(Referring expression data)
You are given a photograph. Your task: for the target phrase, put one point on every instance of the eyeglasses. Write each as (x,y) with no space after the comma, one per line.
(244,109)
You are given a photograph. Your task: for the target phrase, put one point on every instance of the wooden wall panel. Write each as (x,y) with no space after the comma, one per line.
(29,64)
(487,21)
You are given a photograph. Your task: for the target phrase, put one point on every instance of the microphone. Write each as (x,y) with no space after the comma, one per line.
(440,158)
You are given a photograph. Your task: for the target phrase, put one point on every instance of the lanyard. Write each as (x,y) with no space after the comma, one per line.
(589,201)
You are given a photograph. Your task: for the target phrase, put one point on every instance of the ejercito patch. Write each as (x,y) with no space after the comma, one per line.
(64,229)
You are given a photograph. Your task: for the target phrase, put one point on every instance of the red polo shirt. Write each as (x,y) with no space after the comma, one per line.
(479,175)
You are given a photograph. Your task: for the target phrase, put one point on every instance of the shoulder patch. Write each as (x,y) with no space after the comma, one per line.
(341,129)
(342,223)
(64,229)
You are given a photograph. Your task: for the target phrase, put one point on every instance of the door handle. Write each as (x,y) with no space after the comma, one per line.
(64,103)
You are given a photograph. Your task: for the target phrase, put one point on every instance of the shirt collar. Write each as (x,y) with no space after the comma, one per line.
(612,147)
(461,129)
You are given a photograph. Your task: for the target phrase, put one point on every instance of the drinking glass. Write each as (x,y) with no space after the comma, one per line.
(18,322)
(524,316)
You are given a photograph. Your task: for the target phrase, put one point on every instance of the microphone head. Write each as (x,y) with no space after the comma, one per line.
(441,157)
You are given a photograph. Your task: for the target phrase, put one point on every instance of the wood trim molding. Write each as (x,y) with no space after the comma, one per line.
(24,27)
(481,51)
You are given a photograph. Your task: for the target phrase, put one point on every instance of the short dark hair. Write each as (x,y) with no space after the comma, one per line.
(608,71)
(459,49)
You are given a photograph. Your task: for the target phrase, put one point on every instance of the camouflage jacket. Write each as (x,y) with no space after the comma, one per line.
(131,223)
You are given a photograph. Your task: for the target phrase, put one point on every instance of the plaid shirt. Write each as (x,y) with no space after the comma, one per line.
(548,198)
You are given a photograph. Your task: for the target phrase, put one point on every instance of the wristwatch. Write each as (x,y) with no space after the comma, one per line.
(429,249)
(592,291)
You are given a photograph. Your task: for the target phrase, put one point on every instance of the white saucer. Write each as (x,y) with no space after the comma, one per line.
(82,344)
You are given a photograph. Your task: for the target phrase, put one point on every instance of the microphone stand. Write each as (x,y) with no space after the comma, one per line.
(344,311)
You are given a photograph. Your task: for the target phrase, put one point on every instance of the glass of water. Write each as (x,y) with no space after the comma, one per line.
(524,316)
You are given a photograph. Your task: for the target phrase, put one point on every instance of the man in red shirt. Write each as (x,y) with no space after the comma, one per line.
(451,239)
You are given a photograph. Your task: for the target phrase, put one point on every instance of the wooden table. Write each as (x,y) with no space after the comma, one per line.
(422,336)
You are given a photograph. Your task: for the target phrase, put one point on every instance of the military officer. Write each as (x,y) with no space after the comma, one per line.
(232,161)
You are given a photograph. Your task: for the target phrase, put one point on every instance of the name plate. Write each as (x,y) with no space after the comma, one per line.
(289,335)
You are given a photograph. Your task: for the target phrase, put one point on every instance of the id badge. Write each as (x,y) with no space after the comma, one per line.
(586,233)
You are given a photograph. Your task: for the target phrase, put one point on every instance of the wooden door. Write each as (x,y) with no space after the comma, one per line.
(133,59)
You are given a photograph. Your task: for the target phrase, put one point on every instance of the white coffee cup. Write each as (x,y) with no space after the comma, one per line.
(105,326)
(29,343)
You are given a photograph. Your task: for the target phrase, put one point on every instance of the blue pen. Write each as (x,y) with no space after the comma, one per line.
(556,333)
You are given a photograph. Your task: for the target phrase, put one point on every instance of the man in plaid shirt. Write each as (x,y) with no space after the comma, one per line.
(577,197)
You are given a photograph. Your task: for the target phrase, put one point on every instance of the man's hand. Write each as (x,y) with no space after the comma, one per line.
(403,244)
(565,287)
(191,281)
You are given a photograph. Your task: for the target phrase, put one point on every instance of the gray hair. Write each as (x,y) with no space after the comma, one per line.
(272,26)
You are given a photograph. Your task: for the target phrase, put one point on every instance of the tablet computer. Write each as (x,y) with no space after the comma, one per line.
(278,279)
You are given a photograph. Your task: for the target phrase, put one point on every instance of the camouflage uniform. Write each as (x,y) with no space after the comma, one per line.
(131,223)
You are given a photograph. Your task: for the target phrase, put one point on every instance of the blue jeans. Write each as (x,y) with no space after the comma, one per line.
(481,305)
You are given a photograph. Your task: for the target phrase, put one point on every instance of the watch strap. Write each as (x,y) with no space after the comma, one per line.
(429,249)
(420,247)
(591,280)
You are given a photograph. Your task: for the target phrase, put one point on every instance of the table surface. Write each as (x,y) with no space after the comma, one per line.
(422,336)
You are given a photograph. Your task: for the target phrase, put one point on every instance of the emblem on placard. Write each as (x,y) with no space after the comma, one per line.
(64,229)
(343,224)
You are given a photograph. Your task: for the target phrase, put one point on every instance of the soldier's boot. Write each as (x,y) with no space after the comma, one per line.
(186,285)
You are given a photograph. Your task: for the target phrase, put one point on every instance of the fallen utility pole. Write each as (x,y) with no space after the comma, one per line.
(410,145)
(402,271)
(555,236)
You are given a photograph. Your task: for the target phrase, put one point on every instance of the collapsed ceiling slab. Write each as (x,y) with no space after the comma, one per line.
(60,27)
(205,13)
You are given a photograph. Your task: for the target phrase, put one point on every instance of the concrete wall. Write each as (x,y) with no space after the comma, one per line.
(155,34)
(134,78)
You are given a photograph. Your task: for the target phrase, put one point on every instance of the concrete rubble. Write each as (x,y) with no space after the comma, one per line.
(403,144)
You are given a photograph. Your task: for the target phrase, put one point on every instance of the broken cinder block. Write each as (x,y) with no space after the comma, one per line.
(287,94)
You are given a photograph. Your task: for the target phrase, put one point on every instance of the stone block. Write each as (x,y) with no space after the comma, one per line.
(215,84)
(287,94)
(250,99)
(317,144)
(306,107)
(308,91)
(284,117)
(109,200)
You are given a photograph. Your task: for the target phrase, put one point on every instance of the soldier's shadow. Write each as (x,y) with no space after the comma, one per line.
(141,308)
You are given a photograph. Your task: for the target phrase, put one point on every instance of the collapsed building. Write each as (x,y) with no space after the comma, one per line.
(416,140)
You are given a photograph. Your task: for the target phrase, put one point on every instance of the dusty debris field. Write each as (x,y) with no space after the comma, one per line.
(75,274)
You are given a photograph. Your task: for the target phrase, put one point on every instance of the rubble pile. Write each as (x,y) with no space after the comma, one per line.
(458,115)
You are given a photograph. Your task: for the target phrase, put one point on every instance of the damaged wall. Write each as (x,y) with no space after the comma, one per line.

• **Work item**
All of the entries above should be written out verbatim.

• **Response box**
You are given a photograph. Your task: for the target phrase, put one point on every instance of the eyeglasses. Write each as (x,y) with no space after the comma, one per line.
(244,109)
You are given a photograph. Your task: for the target phrase, put one point on every instance of the wooden wall panel. Write each as (x,y) with no space after the comma, one per line.
(29,64)
(487,21)
You are given a photograph. Your task: for the target phrase, put one point on every instance of the microphone. Write each as (x,y) with no space after the comma, one per line.
(440,158)
You are given a photograph. Your task: for the target phrase, put one point on every instance of the lanyard. Write each as (x,y) with no space after the comma, one per line.
(589,201)
You are given a photograph. Your task: for the target phrase, put one point on every instance of the ejercito patch. Write each as (x,y) with no space after the comma, one per line.
(64,229)
You are given a photograph. Your task: for the target phrase, put one point on every instance of the red polo shirt. Write each as (x,y) with no space after the comma, one per line.
(479,175)
You are given a photograph. Your task: for the target phrase, put one point on every instance of the shoulder patch. Write each as (x,y) with no space after the comma, one per line.
(341,129)
(342,223)
(64,229)
You are given a photograph. Your task: for the target phrase, put one point on every instance of the door handle. Write each as (x,y) with no space after the comma, one per line.
(64,103)
You are given a photograph. Your task: for the target phrase, put one point on every instance of the shirt collar. Write each as (x,y) with no space after the comma, one per line.
(612,147)
(461,129)
You are given a photograph. Your task: for the target phrase, put one point on every instance of the drinking glass. Write each as (x,y) with no space after the comma, one per line.
(18,322)
(524,316)
You are given a photograph. Your task: for the target phrase, put one point on every instance of the microphone head. Write each as (x,y) with no space after the comma, one per line.
(441,157)
You are given a photograph. Your task: for the target phrase, put one point on every instance of the wood trim molding. Write each as (x,y) with no space after the comma, one per line.
(24,27)
(481,51)
You are given a photograph. Your task: for the target phrase, put one point on every instance of the short dark hair. Write each as (x,y) with no space after the comma, one per line.
(608,71)
(459,49)
You are given a photograph. Your task: for the target phrase, put one point on every instance of the camouflage jacket. Write each as (x,y) with no space after the comma, one per line.
(131,223)
You are given a photograph. Your task: for the target phrase, put one point on every instance of the plaid shirt. Write each as (x,y) with no space after the comma, one per line.
(548,198)
You are given a photograph. Your task: for the target phrase, put one point on every instance of the wristwatch. Write each as (x,y) with no space after the comma, one per line.
(429,249)
(592,291)
You are given a photograph. Your task: for the target phrase, put one point on every instance of the white saucer. Write each as (x,y) with no space after the comma, one per line.
(82,344)
You are given a photograph. Your task: for the target phrase, put one point on every instance of the microphone stand. Write each as (x,y) with no space after the comma, one per line.
(344,311)
You are given a photograph. Your task: for the target phrase, put one point on every instance of the glass of water. Write each as (x,y) with no space after the comma, one per line.
(524,316)
You are given a photograph. Your task: for the target phrase, put one point on every instance of the man in red shirt. Write each as (x,y) with no space after the comma, one per line.
(451,239)
You are given a photograph. Your task: for the target phrase, put one point on every instance of the wooden table. Write each as (x,y) with no space after the comma, one per line.
(422,336)
You are given a photograph. Your task: for the target phrase, put one point on every instance of the military officer. Write each as (x,y) with no space after the comma, one per line.
(232,161)
You are given a photograph. Your task: for the target phrase, put one point on every instance of the name plate. Write each as (x,y) with no space after the comma, one per line.
(289,335)
You are given a photograph. Your task: for the target phrase, put one point on every instance of the id badge. Write each as (x,y) with no space after the comma, one per line.
(586,233)
You are given a photograph. Your task: for the target phrase, put one point on every instance of the wooden door. Write each as (x,y) with no space after the comma, one per line.
(133,59)
You are given a photograph. Your task: for the target phrase, put one point on every instance of the white coffee cup. Write each as (x,y) with no space after the comma, one per line.
(105,326)
(29,343)
You are given a photograph. Your task: for the target phrase, put one point on every instance of the blue pen. Write each as (x,y) with no space after the comma, one per line.
(556,333)
You are given a photograph. Your task: for the target phrase, put one point on every instance of the man in plaid shirt. Write each as (x,y) with no space after the comma, one per line.
(577,197)
You are given a photograph. Your task: for the target phrase, put one point on every instance of the man's hand. Write each as (x,y) with no space after the comma, one per line.
(403,244)
(565,287)
(191,281)
You are given a photograph. Your task: for the target phrase, put one point on every instance of the gray hair. Write each as (x,y) with no space after the comma, one per line.
(272,26)
You are given a photograph. Your task: for the target phrase, put one point on every instance of the tablet computer. Write each as (x,y) with no space after the comma, one per line.
(278,279)
You are given a photograph. Your task: for the target phrase, put one point on every instance of the camouflage uniform. Write each as (x,y) with no space after the comma, one per line.
(131,223)
You are given a photograph. Your task: for the target phrase, put one point on every instance of the blue jeans. Write each as (x,y) with no space after the comma, one per line.
(481,305)
You are given a photograph. Your task: for the target phrase, put one point on every instance of the watch strap. Write each as (x,y) with no space after the comma, one per line.
(429,249)
(420,247)
(591,280)
You are given a photograph. Your task: for the target phrase, put one point on every instance of the table surface. Write each as (x,y) with no space after the comma, one per line.
(422,336)
You are given a photograph. Your task: for the target phrase, put one point on every instance of the emblem on placard. Write each as (x,y) with no space after the comma, one per line.
(64,229)
(343,224)
You are given a photograph. Your task: for the target phrase, put one point on every instance of the soldier's boot. Write each as (x,y) with no space after the comma, one per line.
(186,285)
You are given a photograph. Your task: for the target phrase, put one point on every instance of the fallen utility pole. Write each as (x,y) with no space after the comma, one per line.
(410,145)
(402,271)
(555,236)
You are given a photograph. Your task: for the target phrase, put one point on every instance of the collapsed ceiling slab. Write each as (x,y) with no space after the comma, one per line.
(60,27)
(205,13)
You are given a photograph. Your task: for the target phrase, put one point on every instance of the concrete wall. Write each as (x,y) with no space after the comma, one per line.
(155,34)
(134,78)
You are given a photograph. Your task: for the target phrase, put one point on every instance of the concrete rubble. Write each as (x,y) with no space after the comma, one per line.
(403,144)
You are given a photograph. Your task: for the target phrase, put one point on every instance of the broken cinder block. Write each as (x,y) with no space after the comma, one per line.
(287,94)
You are given a photograph. Your task: for the target phrase, put one point on every instance of the stone block. Write each as (x,y) with no space after the comma, one per line.
(215,84)
(287,94)
(250,99)
(317,144)
(306,107)
(308,91)
(284,117)
(109,200)
You are given a photograph. Your task: for the target phrase, put one point on every instance of the soldier's shadow. Write each as (x,y) with no space after the comma, one per line.
(141,308)
You are given a photograph. Your task: for the target phrase, put one point on every instance of the collapsed building. Write each as (x,y) with no space after the comma, one per line.
(416,140)
You are given a photograph. Your task: for the target phrase, put one point on every instance of the dusty debris field. Write each as (x,y) with no space after the comma, one per line.
(75,274)
You are given a photograph. Your task: for the target phrase, put one point on every instance of the rubble pile. Write each as (x,y) with no space after the comma, one per line.
(458,115)
You are given a photograph. Your task: for the target phrase, put one point on every instance of the damaged wall. Write each as (x,y) with no space after the comma, one per line.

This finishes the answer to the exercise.